- [STATED PROBLEM] Please return every line of the rows below that contains the string "post", copying each one in full.

Point placement records

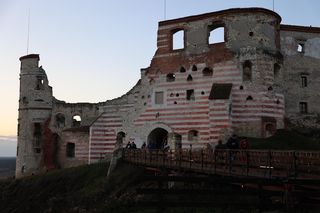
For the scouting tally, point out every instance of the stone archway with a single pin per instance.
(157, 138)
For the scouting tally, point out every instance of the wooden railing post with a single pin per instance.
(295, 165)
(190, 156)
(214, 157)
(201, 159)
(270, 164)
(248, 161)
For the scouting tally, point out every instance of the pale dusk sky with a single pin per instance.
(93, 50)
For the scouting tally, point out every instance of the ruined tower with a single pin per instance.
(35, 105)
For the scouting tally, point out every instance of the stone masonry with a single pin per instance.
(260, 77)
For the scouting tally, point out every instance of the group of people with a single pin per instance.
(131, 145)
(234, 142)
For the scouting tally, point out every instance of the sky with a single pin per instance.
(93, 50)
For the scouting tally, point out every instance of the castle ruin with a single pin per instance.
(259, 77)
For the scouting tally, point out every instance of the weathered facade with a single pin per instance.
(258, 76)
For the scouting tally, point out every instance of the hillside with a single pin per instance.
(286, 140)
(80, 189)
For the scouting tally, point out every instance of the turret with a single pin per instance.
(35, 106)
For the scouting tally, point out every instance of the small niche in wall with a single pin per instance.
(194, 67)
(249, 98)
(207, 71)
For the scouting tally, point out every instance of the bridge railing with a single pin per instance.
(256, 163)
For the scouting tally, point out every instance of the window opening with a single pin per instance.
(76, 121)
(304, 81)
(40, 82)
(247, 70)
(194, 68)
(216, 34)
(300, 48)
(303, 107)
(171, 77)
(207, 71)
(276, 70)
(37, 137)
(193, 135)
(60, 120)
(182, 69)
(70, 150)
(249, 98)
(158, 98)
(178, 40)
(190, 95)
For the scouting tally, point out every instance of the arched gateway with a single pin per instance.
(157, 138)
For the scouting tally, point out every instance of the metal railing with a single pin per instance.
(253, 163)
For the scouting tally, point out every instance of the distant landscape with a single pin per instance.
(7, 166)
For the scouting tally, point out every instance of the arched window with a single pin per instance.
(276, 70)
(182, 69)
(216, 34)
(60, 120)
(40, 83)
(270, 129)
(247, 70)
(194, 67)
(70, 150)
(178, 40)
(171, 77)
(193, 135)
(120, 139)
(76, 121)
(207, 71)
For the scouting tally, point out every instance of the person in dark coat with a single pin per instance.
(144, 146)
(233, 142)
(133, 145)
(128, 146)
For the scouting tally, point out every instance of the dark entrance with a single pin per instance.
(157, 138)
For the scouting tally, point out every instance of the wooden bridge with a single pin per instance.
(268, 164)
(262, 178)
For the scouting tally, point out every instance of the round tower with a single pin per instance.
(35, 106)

---

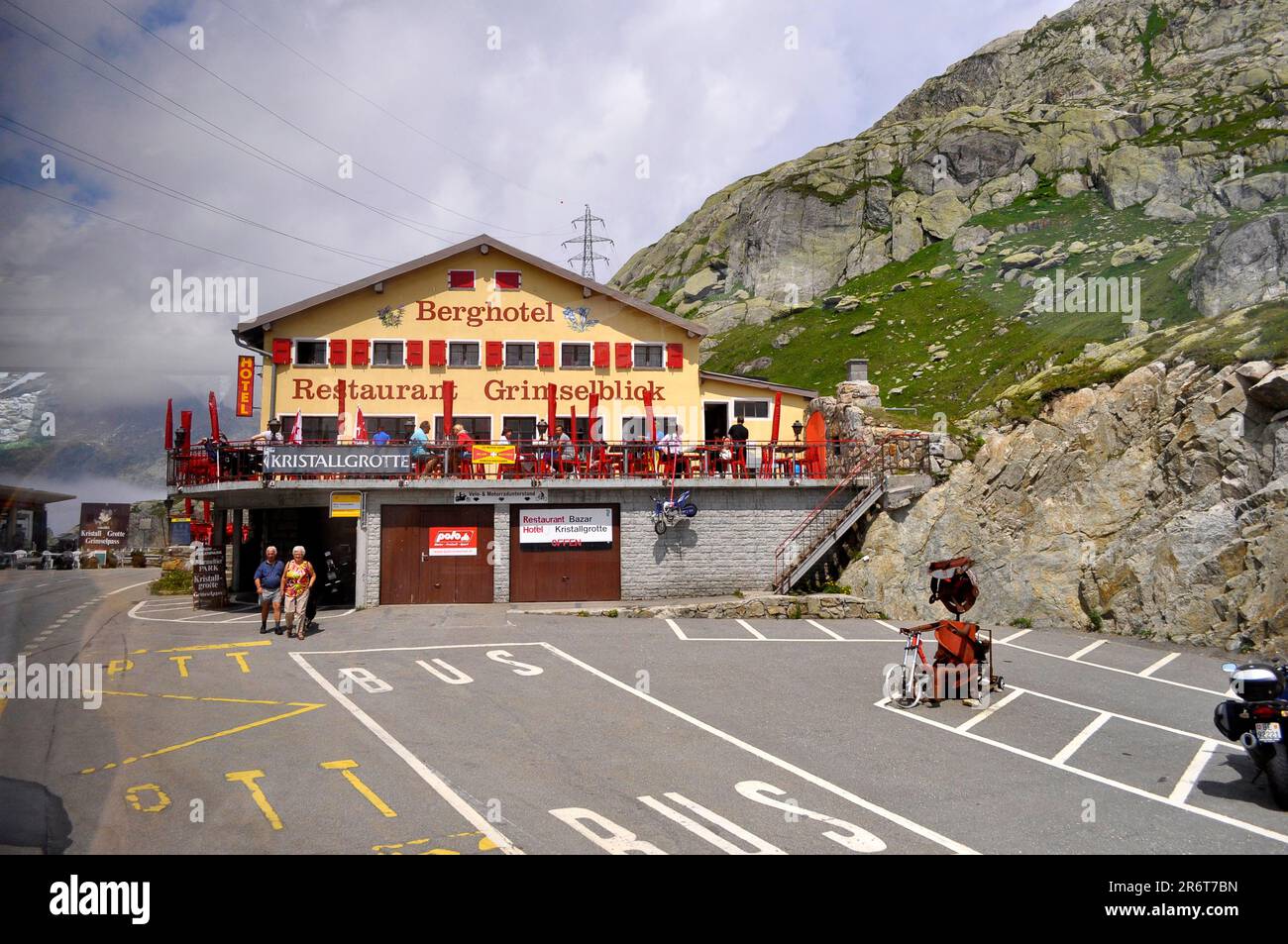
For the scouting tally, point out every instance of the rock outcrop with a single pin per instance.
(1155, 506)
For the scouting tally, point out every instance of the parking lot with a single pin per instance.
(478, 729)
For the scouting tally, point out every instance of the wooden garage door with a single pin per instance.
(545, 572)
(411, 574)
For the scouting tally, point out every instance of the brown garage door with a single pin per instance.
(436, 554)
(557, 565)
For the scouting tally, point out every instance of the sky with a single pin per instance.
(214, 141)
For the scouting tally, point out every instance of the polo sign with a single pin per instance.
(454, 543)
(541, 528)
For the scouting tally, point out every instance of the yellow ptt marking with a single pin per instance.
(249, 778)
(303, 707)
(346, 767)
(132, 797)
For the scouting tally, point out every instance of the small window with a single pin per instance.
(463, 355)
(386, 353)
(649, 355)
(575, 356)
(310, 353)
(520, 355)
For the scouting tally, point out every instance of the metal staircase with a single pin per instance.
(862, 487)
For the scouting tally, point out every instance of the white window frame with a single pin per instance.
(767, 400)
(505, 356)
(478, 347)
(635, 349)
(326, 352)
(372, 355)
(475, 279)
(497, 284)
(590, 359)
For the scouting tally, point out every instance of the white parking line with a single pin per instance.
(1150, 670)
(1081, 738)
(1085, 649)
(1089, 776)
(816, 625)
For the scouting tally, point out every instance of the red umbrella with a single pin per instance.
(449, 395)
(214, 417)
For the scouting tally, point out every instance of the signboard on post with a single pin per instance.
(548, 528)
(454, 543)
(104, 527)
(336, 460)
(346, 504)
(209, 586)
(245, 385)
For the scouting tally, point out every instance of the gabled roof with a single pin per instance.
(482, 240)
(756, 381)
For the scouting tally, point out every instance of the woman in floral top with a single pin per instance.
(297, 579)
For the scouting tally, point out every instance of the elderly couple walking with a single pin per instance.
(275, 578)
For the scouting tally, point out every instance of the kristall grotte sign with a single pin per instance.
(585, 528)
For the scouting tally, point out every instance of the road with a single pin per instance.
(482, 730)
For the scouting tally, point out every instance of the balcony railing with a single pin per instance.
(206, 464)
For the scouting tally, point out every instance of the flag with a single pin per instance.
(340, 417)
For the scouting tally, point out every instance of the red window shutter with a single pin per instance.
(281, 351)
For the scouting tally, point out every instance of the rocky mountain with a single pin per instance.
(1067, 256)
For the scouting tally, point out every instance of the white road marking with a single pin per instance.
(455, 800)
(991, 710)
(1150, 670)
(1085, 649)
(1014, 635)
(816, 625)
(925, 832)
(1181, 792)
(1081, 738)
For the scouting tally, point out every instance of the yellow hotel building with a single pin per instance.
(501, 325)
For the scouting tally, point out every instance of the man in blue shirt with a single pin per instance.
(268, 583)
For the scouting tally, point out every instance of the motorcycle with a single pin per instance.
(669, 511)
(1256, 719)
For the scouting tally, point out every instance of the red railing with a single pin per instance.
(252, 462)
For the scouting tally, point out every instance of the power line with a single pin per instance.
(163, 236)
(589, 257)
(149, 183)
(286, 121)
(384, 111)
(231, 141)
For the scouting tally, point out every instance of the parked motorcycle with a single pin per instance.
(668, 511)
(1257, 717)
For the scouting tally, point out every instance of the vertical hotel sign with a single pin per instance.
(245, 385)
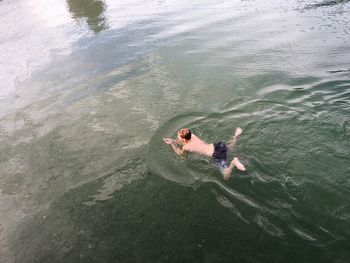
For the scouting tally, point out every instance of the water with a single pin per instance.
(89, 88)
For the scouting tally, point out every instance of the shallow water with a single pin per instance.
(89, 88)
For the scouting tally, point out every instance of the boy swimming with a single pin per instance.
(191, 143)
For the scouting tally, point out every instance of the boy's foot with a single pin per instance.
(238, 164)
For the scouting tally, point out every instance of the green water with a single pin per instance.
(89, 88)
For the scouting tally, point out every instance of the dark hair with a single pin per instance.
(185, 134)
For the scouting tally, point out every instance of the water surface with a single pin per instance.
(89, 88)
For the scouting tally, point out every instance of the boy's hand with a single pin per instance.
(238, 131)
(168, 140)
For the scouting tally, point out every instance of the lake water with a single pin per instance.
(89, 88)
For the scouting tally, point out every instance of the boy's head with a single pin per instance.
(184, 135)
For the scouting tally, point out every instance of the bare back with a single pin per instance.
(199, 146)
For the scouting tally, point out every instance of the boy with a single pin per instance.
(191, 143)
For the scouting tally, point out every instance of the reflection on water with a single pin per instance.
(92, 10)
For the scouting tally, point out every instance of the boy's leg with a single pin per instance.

...

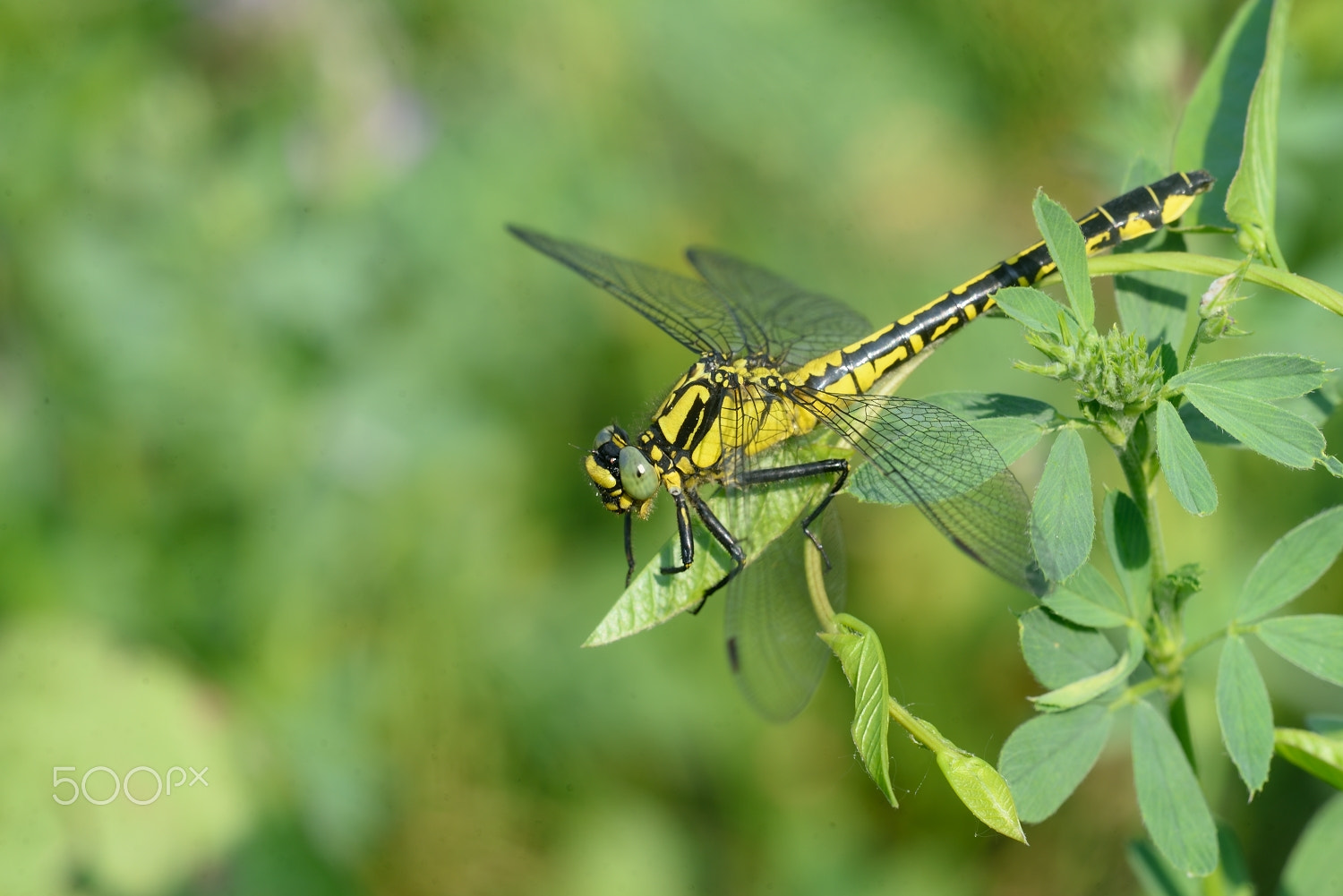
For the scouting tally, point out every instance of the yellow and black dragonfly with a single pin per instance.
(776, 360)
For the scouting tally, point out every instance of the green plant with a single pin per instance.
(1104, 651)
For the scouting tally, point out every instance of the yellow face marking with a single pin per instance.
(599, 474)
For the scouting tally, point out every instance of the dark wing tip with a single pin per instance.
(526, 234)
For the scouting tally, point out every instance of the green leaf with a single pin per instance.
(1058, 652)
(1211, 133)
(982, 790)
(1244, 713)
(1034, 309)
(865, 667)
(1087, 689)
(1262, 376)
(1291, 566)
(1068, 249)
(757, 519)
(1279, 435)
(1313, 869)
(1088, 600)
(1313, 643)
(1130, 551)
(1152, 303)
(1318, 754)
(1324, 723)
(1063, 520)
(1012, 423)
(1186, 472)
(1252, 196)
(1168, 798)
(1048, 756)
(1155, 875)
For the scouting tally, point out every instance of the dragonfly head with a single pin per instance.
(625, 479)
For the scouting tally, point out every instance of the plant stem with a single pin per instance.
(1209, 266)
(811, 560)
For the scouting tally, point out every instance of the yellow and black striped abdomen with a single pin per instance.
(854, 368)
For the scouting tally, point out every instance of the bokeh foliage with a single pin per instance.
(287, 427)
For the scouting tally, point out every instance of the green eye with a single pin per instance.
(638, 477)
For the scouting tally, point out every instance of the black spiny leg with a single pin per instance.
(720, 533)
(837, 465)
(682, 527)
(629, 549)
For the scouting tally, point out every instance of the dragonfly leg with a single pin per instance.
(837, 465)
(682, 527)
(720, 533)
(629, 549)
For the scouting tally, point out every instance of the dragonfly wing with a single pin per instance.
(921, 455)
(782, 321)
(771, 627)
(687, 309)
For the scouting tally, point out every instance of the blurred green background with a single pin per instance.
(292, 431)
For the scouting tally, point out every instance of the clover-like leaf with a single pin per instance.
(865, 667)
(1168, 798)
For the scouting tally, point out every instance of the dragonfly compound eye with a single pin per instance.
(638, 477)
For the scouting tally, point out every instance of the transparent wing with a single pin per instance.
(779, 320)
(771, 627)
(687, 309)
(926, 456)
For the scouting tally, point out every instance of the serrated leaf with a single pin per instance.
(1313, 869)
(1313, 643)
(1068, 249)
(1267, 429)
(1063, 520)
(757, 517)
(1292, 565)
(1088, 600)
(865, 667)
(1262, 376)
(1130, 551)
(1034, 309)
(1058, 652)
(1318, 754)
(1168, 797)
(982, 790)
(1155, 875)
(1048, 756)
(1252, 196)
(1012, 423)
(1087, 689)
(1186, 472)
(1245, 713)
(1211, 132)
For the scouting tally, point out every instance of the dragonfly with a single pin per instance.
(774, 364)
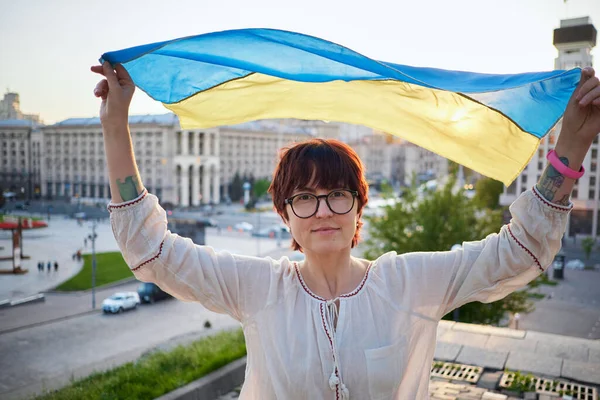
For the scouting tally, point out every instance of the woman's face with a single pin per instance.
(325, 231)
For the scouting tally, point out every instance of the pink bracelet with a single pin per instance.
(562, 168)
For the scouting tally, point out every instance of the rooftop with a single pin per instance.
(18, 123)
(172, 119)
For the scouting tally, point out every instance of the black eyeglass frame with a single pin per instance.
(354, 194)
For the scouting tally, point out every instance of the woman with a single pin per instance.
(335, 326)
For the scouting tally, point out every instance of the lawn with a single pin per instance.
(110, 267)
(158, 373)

- [EXPECTED ANSWER]
For the scouting tally, point out every instance of the wooden railing post with a single pin per instance.
For the scouting tally, point out every instance of the signboard on post with a single pin per instance.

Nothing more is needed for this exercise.